## [課題文]
========

新型コロナウイルス感染拡大に伴う沖縄の緊急事態宣言延長を受け、石垣市の中山義隆市長は9日の記者会見で、特例地域として石垣市のみ「まん延防止等重点措置」に移行するよう政府に求める考えを明らかにした。石垣市は現在、県内でも感染拡大が比較的抑制され、ワクチン接種も急ピッチで進んでいる。中山市長は「石垣市は、同じ沖縄県でも沖縄本島と400㌔以上離れている」と指摘。夏場の観光客受け入れは可能との認識を示した。県選出国会議員などを通じて政府に移行を働き掛ける考え。
石垣市は11日の緊急事態宣言終了後「重点措置」への移行を予想し「市民活動の自粛制限緩和と、夏場に向け増えてきている観光客の受け入れ態勢を整える手はずだった」(中山市長)という。

========

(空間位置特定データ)
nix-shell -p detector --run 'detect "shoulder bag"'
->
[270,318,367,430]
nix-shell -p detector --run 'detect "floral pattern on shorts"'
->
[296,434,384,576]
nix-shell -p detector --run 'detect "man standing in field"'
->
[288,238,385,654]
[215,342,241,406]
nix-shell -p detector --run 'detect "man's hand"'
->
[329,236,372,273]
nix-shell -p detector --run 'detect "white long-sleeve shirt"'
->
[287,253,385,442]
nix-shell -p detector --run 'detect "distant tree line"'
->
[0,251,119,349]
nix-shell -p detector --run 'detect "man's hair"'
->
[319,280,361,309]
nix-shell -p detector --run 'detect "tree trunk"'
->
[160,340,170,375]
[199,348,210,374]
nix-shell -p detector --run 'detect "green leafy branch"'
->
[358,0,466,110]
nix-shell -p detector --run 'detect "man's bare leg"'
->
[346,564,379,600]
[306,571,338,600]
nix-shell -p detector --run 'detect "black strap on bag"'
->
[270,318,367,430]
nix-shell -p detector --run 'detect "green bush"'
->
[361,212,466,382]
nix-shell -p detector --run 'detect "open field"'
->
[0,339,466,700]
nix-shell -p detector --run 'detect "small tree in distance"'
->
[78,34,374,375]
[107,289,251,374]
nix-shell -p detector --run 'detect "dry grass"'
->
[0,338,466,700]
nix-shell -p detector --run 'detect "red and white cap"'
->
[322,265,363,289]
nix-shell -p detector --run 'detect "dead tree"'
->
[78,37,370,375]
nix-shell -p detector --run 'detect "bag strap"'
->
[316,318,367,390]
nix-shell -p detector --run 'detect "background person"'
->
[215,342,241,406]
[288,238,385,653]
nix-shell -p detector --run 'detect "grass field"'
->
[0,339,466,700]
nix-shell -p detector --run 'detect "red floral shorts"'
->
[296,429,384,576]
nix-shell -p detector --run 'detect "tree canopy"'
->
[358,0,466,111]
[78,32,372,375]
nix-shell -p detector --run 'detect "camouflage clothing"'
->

========

## [設問]
a - 石垣市の緊急事態宣言に関する記事で、中山市長は石垣市が沖縄本島とどれだけ離れていると指摘したか。
b - 石垣市の緊急事態宣言に関する記事の一文「石垣市は現在、県内でも感染拡大が比較的抑制され、ワクチン接種も急ピッチで進んでいる。」を英語に訳せ。

## [解答]
a - 400㌔以上離れている。

b - In Ishigaki City, the spread of infection is currently relatively contained even compared with the rest of the prefecture, and vaccinations are also progressing at a rapid pace.